• **Task goal**
Find each line in the entries below that contains the word "nudibranch" and copy those lines out.

___ Supplied information ___

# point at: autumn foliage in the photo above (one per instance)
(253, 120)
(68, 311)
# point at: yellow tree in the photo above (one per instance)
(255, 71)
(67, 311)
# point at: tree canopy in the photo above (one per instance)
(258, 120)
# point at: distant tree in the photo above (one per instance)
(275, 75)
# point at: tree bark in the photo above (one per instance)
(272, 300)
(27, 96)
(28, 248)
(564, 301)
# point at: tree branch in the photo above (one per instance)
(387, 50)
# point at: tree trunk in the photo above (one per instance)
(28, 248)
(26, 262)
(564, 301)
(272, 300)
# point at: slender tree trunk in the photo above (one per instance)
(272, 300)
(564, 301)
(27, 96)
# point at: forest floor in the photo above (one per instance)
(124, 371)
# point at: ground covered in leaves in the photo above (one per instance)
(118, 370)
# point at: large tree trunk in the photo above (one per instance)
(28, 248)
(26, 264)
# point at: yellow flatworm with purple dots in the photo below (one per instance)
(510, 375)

___
___ Supplied information ___

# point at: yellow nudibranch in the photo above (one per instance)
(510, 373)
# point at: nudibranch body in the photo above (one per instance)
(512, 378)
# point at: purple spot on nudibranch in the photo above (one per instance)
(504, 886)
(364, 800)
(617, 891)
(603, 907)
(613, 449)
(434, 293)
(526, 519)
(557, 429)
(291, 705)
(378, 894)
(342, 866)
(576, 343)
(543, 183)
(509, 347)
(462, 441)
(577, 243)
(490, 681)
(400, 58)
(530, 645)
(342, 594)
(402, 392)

___

• **Full solution**
# point at: yellow nudibranch in the photo above (one per instance)
# point at: nudibranch body in the photo above (one per instance)
# point at: purple spot on nudibranch in the photo above (one per instance)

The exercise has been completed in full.